— Saved entries —
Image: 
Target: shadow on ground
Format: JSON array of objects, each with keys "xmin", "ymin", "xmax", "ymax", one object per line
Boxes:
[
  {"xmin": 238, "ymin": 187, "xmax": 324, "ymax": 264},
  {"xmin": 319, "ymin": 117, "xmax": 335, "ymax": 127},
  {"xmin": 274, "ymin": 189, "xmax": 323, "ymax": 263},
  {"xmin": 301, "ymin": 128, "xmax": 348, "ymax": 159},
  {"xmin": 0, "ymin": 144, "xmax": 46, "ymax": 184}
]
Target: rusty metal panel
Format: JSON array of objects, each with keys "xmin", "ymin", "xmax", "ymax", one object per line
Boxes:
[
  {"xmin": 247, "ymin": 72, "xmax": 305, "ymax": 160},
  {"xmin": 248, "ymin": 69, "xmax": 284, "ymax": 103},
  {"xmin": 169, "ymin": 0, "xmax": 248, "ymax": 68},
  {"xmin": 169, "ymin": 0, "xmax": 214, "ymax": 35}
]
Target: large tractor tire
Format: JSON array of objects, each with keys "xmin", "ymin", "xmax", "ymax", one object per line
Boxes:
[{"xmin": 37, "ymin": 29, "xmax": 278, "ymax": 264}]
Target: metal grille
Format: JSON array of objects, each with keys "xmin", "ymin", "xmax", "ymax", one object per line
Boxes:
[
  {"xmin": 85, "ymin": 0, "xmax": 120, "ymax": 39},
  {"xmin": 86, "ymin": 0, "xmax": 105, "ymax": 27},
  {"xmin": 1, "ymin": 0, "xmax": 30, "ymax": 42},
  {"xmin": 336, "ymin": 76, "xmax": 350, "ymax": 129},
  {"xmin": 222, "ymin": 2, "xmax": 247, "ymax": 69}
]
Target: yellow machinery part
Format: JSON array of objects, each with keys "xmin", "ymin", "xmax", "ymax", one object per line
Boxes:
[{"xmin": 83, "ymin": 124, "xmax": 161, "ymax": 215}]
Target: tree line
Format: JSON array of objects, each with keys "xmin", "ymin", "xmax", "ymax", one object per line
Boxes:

— Problem statement —
An exact copy of every record is required here.

— Exercise output —
Image: 
Target: shadow on ground
Format: JSON array of objects, each with keys "xmin", "ymin", "xmax", "ymax", one object per line
Boxes:
[
  {"xmin": 238, "ymin": 187, "xmax": 324, "ymax": 264},
  {"xmin": 319, "ymin": 117, "xmax": 335, "ymax": 127},
  {"xmin": 274, "ymin": 189, "xmax": 323, "ymax": 263},
  {"xmin": 301, "ymin": 128, "xmax": 348, "ymax": 159},
  {"xmin": 0, "ymin": 144, "xmax": 46, "ymax": 184}
]
Target: rusty metal panel
Format: JSON array of objects, each with keys "xmin", "ymin", "xmax", "ymax", one object per line
Boxes:
[
  {"xmin": 247, "ymin": 72, "xmax": 305, "ymax": 160},
  {"xmin": 248, "ymin": 69, "xmax": 284, "ymax": 103},
  {"xmin": 169, "ymin": 0, "xmax": 248, "ymax": 68},
  {"xmin": 169, "ymin": 0, "xmax": 214, "ymax": 35}
]
Target: large tractor tire
Format: JSON array of objects, each with keys "xmin", "ymin", "xmax", "ymax", one object per line
Boxes:
[{"xmin": 37, "ymin": 29, "xmax": 278, "ymax": 264}]
Target: metal grille
Format: JSON array of objects, each with keys "xmin", "ymin", "xmax", "ymax", one object per line
Boxes:
[
  {"xmin": 85, "ymin": 0, "xmax": 120, "ymax": 39},
  {"xmin": 86, "ymin": 0, "xmax": 105, "ymax": 27},
  {"xmin": 1, "ymin": 0, "xmax": 30, "ymax": 42},
  {"xmin": 336, "ymin": 76, "xmax": 350, "ymax": 129},
  {"xmin": 222, "ymin": 2, "xmax": 247, "ymax": 69}
]
Target: yellow machinery part
Format: JSON array of objects, each with keys "xmin", "ymin", "xmax", "ymax", one object per line
Boxes:
[{"xmin": 83, "ymin": 124, "xmax": 161, "ymax": 215}]
Target: tree line
Format: JSON array of objects, each with keys "xmin", "ymin", "xmax", "ymax", one object per line
Boxes:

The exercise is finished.